Excerpt from a dataset:
## BEGIN

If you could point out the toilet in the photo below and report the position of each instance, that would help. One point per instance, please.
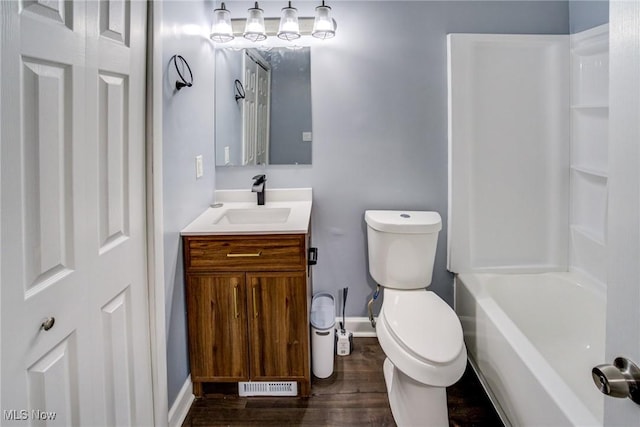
(419, 333)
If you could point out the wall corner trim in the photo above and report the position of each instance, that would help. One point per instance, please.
(180, 407)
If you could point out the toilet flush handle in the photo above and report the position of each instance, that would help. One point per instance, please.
(370, 306)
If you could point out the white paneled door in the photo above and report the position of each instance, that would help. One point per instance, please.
(74, 316)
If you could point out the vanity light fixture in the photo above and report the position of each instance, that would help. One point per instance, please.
(289, 28)
(254, 28)
(324, 27)
(221, 30)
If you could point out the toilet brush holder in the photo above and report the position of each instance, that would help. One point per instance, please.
(344, 342)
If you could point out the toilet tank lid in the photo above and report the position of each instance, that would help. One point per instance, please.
(408, 222)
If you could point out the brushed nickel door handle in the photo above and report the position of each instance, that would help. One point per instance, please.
(235, 301)
(255, 303)
(255, 254)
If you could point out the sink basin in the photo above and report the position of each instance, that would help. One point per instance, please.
(255, 216)
(286, 211)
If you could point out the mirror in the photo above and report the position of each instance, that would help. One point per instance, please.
(263, 106)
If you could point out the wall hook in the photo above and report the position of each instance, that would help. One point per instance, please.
(240, 94)
(182, 82)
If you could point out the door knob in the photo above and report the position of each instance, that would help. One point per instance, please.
(622, 379)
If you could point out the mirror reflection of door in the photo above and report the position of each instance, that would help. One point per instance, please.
(255, 113)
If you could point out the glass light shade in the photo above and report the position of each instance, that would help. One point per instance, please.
(323, 26)
(289, 28)
(221, 30)
(254, 28)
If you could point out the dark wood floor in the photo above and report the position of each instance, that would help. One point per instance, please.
(355, 395)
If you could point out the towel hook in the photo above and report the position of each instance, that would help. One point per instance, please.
(182, 82)
(240, 94)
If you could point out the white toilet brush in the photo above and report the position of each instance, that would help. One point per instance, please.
(344, 338)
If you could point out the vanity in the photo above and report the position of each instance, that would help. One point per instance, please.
(248, 289)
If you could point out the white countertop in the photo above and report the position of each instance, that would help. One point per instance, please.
(298, 200)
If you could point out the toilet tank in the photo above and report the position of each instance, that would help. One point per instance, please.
(402, 247)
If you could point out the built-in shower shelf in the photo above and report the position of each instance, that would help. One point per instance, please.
(596, 107)
(591, 171)
(591, 235)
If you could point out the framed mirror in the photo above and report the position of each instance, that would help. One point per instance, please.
(263, 106)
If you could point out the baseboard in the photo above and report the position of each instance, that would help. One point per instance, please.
(360, 326)
(180, 408)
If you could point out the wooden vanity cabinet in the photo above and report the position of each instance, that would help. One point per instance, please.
(248, 301)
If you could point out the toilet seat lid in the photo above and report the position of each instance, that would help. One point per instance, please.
(423, 324)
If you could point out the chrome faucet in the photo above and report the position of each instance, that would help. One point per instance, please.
(259, 182)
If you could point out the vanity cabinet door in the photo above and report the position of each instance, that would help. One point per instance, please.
(217, 320)
(278, 325)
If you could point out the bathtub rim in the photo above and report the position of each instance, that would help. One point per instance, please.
(571, 406)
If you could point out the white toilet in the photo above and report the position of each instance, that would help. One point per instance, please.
(418, 332)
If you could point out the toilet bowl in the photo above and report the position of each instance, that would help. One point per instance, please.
(418, 332)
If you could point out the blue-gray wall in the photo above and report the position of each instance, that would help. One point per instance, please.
(380, 122)
(187, 132)
(585, 14)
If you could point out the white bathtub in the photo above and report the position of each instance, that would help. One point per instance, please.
(533, 339)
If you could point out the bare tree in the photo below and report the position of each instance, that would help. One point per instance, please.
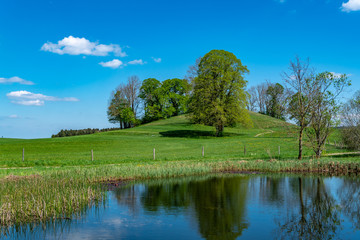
(131, 91)
(350, 121)
(262, 97)
(300, 79)
(325, 109)
(192, 72)
(252, 99)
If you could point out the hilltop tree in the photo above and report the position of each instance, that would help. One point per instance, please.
(151, 96)
(276, 103)
(176, 96)
(119, 109)
(350, 132)
(301, 79)
(314, 104)
(124, 103)
(131, 91)
(325, 109)
(219, 98)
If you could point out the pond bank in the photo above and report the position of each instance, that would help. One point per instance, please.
(28, 195)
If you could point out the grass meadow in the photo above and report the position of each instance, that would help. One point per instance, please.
(59, 180)
(174, 139)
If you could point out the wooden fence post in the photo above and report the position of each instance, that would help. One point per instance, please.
(279, 151)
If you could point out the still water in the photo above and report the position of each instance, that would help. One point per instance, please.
(218, 207)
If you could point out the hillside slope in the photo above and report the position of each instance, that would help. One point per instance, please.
(174, 139)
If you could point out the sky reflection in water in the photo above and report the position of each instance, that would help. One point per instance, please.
(219, 207)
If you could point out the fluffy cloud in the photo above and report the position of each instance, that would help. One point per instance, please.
(15, 80)
(81, 46)
(136, 62)
(158, 60)
(112, 64)
(34, 99)
(351, 5)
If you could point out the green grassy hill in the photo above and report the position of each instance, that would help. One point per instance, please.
(174, 139)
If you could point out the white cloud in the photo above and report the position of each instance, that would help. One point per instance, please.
(35, 99)
(137, 62)
(81, 46)
(112, 64)
(158, 60)
(351, 5)
(15, 80)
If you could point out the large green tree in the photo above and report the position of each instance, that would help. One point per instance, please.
(276, 105)
(219, 98)
(119, 110)
(176, 96)
(151, 95)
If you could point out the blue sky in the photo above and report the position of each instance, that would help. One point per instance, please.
(60, 60)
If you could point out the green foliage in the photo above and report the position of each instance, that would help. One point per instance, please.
(152, 97)
(275, 107)
(163, 100)
(119, 110)
(325, 109)
(176, 96)
(219, 98)
(71, 132)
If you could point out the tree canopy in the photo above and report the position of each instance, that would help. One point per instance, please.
(219, 98)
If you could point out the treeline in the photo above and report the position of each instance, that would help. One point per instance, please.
(158, 100)
(70, 132)
(269, 98)
(214, 93)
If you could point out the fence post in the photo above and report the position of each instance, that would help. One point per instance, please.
(279, 151)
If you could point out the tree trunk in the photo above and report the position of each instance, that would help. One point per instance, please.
(219, 130)
(300, 142)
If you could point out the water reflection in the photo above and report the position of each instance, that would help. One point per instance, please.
(315, 216)
(228, 207)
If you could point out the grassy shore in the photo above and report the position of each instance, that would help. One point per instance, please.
(55, 193)
(174, 139)
(59, 180)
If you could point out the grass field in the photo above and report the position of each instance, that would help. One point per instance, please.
(58, 180)
(174, 139)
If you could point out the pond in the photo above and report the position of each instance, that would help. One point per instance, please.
(225, 206)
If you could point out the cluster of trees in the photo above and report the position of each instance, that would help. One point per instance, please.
(70, 132)
(124, 103)
(214, 94)
(159, 100)
(350, 131)
(309, 98)
(269, 99)
(164, 99)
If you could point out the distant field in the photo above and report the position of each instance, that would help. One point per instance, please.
(174, 139)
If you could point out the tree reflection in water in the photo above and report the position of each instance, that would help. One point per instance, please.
(218, 203)
(315, 215)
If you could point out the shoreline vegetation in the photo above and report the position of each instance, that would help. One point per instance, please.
(59, 180)
(42, 195)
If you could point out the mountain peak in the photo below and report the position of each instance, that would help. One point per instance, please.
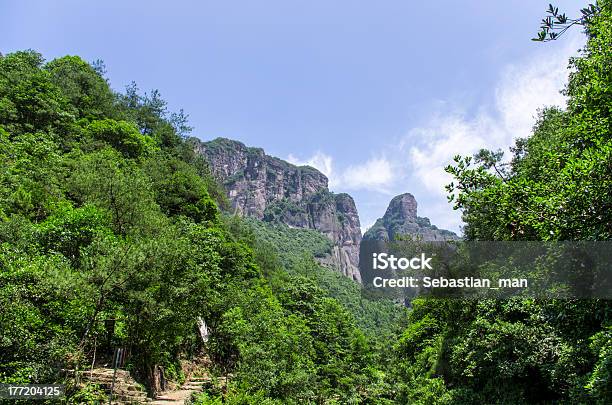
(401, 219)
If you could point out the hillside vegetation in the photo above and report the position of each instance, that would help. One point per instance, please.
(113, 234)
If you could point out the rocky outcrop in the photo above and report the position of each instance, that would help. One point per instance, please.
(401, 219)
(274, 190)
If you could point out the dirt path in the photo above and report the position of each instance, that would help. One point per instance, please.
(180, 396)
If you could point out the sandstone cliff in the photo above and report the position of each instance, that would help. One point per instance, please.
(274, 190)
(401, 219)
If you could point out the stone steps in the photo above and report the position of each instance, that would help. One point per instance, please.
(125, 391)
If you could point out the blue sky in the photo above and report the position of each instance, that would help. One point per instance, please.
(379, 95)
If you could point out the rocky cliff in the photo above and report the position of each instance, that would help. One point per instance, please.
(274, 190)
(401, 219)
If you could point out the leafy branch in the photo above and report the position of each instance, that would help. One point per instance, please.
(556, 24)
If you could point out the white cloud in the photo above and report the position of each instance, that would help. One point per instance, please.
(375, 174)
(320, 161)
(521, 91)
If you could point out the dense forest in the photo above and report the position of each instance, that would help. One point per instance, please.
(108, 214)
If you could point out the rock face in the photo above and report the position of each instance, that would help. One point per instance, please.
(401, 219)
(273, 190)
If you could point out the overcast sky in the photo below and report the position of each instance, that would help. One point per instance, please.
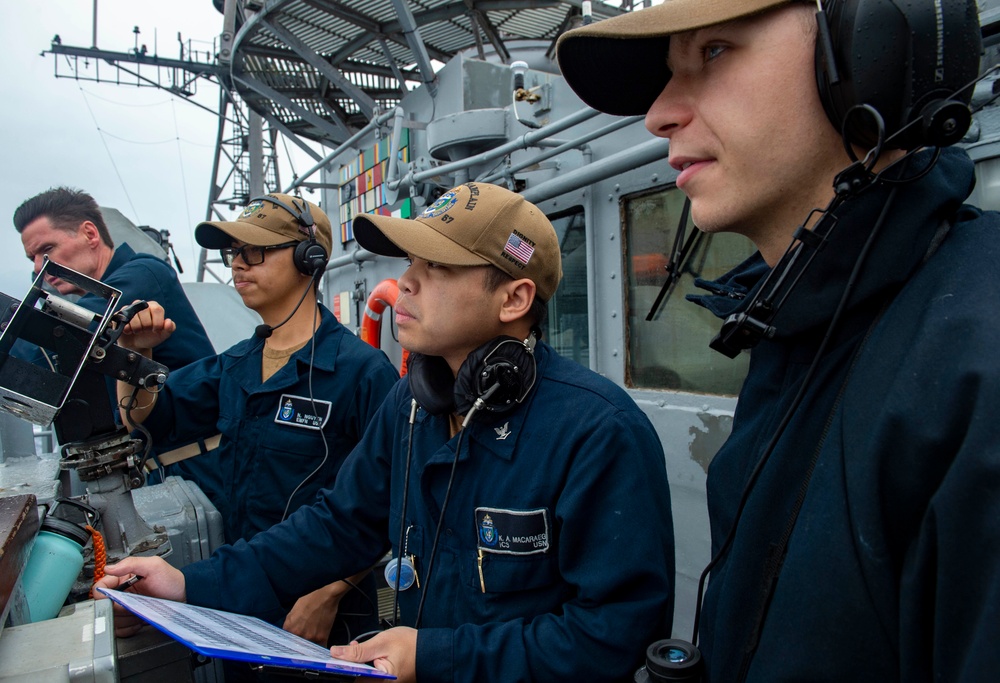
(140, 150)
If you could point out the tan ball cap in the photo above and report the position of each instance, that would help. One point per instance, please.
(619, 66)
(265, 223)
(473, 225)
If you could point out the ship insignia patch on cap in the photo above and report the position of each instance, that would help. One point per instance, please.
(252, 208)
(444, 202)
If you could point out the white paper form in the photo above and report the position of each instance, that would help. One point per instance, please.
(236, 636)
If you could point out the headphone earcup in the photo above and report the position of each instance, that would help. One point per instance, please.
(872, 72)
(431, 383)
(902, 59)
(310, 257)
(504, 362)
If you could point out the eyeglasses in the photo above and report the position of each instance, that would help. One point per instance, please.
(251, 255)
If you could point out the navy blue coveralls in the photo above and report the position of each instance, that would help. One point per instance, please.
(266, 450)
(892, 570)
(576, 557)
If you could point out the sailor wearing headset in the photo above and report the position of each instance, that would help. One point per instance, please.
(289, 403)
(854, 507)
(528, 494)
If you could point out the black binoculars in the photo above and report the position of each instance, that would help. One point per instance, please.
(671, 661)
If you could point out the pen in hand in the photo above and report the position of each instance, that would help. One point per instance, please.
(127, 583)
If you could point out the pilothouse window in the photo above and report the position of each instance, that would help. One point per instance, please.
(671, 351)
(567, 328)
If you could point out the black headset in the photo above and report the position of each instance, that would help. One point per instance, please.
(500, 373)
(310, 256)
(913, 61)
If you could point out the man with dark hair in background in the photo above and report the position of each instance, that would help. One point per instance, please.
(66, 225)
(854, 507)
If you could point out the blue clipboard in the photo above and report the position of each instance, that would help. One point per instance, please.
(237, 637)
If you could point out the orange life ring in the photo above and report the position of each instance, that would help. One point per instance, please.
(383, 296)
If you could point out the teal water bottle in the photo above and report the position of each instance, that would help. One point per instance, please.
(53, 566)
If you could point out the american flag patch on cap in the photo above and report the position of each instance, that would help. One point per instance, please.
(519, 249)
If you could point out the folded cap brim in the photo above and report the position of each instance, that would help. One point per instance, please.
(619, 66)
(220, 234)
(401, 237)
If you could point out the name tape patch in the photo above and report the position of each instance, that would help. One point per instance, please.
(512, 532)
(301, 411)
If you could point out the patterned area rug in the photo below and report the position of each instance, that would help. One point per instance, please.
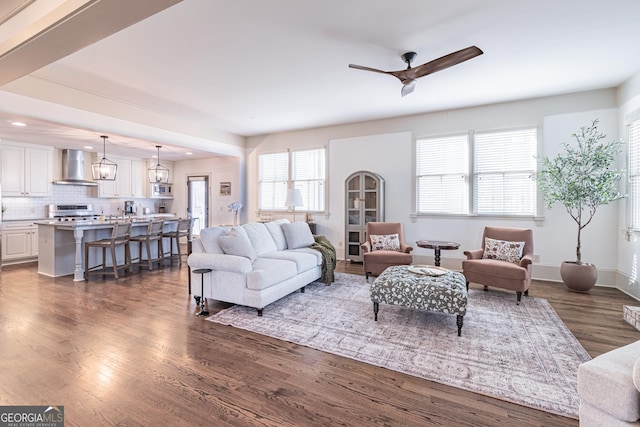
(522, 354)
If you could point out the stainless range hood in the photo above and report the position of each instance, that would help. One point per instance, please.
(73, 169)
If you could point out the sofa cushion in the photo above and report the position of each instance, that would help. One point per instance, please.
(235, 243)
(606, 382)
(209, 239)
(268, 272)
(304, 261)
(260, 237)
(276, 231)
(385, 242)
(298, 235)
(502, 250)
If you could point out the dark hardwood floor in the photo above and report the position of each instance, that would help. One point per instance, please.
(131, 352)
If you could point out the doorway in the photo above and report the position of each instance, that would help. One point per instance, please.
(198, 202)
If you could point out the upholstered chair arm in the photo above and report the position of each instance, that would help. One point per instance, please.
(474, 254)
(526, 260)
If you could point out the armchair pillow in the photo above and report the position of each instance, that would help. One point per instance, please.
(385, 242)
(237, 243)
(298, 235)
(502, 250)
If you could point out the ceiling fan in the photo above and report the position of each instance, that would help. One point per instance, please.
(408, 77)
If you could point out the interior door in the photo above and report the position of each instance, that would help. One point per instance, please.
(198, 204)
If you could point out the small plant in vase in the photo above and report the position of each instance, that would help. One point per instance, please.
(235, 208)
(582, 179)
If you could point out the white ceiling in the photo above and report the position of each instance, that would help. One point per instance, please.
(206, 68)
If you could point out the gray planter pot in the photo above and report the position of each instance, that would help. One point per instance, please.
(578, 277)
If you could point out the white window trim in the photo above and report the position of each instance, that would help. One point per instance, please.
(290, 180)
(539, 206)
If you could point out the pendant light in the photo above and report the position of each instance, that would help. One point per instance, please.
(104, 169)
(158, 173)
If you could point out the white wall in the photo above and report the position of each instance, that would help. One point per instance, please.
(628, 249)
(384, 147)
(218, 169)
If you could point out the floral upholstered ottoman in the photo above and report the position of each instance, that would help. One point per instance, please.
(423, 288)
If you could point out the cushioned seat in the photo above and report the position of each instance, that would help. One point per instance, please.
(608, 388)
(504, 261)
(389, 249)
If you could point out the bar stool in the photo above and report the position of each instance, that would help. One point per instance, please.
(153, 234)
(183, 230)
(119, 236)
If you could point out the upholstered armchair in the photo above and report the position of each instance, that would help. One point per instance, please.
(384, 247)
(504, 261)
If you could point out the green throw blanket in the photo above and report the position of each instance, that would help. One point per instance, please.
(324, 246)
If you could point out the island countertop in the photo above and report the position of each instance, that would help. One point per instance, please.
(61, 243)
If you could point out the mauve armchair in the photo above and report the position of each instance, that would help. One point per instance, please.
(377, 260)
(514, 276)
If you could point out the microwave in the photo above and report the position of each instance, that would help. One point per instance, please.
(161, 191)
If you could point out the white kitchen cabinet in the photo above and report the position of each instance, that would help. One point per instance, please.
(19, 241)
(26, 170)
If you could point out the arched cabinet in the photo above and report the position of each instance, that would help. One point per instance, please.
(364, 202)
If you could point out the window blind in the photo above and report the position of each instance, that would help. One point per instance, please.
(273, 176)
(504, 172)
(308, 172)
(634, 174)
(304, 170)
(442, 169)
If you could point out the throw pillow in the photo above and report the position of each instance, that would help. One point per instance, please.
(503, 250)
(275, 228)
(235, 243)
(298, 235)
(385, 242)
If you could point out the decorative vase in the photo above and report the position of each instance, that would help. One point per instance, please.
(578, 277)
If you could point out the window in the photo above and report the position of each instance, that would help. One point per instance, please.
(502, 165)
(504, 172)
(634, 174)
(304, 170)
(443, 175)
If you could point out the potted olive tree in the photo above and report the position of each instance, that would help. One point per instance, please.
(582, 179)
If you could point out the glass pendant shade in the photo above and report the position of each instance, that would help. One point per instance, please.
(104, 169)
(158, 173)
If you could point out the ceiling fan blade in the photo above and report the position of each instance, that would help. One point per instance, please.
(440, 63)
(407, 87)
(362, 67)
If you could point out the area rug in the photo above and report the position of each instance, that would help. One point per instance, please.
(519, 353)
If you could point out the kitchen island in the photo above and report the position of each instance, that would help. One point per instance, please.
(61, 243)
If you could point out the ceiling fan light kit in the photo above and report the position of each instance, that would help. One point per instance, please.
(408, 76)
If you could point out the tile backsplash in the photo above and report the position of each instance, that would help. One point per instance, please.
(26, 208)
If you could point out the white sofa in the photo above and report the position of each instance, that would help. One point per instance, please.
(254, 264)
(608, 388)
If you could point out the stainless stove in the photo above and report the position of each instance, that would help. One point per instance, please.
(72, 212)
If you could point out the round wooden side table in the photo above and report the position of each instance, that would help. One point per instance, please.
(202, 272)
(437, 246)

## END

Rewrite the rows from the one containing "If you could point out the white sofa" through the final row, replacing "stainless stove" with "gas range" and leaving everything else unchanged.

RESPONSE:
If you could point out the white sofa in the photo above and report the position of each instance, that would help. One point per instance, please.
(254, 264)
(608, 388)
If you could point out the gas range in the photo above and report the position of each instance, that would help. One point per instance, please.
(72, 212)
If you could point out the round wooden side table in the photo above and report the position of each instance, that would help. One point per instance, please.
(202, 272)
(437, 246)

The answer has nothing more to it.